Assignment = Bring together copies of the lines in the data below that contain the word "pagoda".

Data provided =
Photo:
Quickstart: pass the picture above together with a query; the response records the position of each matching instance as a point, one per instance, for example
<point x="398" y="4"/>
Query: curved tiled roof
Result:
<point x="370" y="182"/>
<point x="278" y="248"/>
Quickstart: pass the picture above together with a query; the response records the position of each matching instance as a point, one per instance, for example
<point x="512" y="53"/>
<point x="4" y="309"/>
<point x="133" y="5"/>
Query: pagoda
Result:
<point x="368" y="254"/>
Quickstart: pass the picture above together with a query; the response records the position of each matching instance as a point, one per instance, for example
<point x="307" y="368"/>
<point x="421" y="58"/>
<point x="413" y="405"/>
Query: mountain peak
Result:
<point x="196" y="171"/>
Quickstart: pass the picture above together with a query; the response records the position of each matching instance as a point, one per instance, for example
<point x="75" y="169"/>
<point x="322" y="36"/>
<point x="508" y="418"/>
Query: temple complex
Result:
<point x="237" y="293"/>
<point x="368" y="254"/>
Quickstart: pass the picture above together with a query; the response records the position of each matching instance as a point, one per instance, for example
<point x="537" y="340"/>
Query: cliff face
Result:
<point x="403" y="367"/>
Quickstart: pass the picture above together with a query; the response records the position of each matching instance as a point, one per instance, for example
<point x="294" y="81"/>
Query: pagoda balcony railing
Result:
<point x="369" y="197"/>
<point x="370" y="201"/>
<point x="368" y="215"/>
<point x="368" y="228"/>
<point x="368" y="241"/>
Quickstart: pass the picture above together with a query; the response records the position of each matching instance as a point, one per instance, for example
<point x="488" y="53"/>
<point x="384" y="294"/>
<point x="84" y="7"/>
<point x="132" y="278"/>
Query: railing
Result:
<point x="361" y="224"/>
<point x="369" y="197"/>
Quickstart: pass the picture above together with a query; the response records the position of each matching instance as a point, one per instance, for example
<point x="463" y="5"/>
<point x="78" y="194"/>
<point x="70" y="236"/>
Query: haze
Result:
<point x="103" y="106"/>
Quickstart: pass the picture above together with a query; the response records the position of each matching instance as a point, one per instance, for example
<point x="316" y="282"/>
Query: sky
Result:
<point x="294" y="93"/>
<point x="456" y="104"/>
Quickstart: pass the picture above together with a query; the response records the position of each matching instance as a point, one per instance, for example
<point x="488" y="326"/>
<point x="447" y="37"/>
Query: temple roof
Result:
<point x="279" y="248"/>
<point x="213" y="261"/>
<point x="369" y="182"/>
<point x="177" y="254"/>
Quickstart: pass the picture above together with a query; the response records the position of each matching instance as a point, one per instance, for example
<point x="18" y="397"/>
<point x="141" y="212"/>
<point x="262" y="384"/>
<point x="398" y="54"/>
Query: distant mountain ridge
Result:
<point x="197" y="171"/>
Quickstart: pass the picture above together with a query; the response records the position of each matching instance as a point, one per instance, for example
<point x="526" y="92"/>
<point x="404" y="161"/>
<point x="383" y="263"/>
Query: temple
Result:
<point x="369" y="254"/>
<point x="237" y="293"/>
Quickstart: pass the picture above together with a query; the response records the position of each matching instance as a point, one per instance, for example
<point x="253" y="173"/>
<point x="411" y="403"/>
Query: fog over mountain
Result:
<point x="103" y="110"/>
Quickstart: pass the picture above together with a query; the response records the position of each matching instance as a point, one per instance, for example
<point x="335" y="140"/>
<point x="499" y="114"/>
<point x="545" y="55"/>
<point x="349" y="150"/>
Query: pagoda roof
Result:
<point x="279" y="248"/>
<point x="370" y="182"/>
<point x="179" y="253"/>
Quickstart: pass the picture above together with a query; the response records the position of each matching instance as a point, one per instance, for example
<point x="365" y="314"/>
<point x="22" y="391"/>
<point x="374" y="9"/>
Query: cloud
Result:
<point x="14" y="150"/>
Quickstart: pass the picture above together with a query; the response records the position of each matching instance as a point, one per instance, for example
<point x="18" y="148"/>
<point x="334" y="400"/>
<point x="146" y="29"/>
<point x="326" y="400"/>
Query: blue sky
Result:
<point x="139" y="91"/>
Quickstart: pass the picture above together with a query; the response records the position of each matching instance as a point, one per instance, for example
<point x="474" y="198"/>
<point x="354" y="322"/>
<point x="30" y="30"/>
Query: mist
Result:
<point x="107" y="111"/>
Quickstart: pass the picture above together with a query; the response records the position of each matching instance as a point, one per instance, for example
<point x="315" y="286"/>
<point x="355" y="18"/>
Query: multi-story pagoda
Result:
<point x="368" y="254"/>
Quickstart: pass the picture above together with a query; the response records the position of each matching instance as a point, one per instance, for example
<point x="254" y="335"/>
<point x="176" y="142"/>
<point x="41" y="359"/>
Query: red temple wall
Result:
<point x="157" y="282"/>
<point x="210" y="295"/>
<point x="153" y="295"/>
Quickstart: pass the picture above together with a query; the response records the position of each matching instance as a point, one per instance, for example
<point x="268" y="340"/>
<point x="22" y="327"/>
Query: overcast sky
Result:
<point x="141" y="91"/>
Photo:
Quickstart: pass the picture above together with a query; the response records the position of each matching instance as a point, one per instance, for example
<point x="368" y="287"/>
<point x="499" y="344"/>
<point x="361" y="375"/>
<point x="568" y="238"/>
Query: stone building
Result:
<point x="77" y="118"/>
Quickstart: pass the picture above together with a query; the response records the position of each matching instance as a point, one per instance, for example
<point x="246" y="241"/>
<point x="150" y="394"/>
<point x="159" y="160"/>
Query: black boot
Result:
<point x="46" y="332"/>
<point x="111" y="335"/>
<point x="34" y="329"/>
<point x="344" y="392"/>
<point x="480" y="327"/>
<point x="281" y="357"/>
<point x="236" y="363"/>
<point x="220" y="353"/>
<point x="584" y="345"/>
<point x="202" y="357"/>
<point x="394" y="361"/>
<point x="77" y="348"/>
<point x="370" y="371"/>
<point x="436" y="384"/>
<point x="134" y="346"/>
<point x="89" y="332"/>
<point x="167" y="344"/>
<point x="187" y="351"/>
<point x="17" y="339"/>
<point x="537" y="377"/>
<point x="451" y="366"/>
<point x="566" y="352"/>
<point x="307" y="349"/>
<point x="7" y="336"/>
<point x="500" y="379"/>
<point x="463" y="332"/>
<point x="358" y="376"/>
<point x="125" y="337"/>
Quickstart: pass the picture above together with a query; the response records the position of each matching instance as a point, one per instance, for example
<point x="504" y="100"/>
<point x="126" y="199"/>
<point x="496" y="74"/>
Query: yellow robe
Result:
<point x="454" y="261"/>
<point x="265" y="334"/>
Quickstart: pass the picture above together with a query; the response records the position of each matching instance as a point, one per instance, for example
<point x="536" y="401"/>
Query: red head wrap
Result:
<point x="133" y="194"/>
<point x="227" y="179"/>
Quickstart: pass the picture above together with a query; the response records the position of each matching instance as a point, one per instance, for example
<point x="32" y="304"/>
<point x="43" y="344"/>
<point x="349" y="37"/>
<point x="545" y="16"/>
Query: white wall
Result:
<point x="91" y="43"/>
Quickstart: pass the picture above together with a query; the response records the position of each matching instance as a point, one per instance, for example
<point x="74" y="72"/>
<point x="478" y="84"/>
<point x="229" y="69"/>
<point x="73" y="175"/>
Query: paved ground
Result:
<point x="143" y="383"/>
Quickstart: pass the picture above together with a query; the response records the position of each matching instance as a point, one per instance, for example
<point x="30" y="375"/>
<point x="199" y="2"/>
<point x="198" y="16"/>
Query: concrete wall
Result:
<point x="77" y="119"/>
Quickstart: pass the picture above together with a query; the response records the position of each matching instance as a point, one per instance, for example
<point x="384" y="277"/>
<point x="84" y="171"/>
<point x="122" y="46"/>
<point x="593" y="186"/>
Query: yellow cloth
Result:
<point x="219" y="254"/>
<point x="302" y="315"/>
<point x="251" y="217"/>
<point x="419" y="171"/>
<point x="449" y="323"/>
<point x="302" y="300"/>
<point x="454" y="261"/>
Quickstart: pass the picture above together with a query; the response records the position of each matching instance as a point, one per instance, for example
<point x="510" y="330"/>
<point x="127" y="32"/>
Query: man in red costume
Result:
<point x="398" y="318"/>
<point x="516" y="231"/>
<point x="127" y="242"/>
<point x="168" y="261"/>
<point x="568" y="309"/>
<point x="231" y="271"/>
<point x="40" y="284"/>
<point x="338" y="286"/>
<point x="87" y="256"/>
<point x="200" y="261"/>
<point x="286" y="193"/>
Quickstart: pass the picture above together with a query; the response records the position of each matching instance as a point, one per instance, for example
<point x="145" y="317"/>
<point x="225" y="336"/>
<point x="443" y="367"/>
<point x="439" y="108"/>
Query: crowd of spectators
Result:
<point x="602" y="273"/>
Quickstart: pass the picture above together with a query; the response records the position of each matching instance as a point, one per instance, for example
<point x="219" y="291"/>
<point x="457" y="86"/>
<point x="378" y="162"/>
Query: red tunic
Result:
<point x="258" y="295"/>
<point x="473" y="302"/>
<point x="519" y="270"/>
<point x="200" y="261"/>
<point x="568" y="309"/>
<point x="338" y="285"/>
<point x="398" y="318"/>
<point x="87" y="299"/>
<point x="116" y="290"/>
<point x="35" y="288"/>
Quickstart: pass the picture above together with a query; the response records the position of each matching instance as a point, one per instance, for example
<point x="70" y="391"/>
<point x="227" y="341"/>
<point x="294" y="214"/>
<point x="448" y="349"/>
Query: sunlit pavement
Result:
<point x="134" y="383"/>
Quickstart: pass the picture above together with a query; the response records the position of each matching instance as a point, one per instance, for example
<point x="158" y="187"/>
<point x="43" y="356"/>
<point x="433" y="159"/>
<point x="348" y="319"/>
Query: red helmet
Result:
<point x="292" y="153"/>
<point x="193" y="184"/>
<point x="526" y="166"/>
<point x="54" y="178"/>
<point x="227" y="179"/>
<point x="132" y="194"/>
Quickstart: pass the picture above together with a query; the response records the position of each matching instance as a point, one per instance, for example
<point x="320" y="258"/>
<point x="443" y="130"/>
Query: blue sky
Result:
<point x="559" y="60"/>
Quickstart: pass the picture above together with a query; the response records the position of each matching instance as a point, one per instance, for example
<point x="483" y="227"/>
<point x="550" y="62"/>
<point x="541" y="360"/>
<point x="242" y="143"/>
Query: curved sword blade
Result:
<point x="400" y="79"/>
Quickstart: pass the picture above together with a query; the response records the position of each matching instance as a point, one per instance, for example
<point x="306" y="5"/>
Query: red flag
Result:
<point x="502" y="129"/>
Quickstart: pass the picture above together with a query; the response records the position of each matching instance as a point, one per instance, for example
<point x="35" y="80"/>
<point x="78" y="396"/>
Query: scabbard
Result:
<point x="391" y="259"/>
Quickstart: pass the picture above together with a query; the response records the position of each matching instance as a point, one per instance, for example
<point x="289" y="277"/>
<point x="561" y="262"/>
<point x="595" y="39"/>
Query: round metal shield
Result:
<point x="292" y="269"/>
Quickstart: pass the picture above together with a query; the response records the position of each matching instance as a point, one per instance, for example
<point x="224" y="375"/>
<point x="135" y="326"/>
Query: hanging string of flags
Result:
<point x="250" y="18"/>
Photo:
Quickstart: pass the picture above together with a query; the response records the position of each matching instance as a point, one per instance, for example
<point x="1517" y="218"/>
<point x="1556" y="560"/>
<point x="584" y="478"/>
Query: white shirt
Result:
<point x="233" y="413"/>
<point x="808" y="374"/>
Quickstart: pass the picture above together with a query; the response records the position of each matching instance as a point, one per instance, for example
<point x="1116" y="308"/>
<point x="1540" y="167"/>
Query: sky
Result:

Your response =
Query: pagoda
Query: pagoda balcony railing
Query: pagoda roof
Query: multi-story pagoda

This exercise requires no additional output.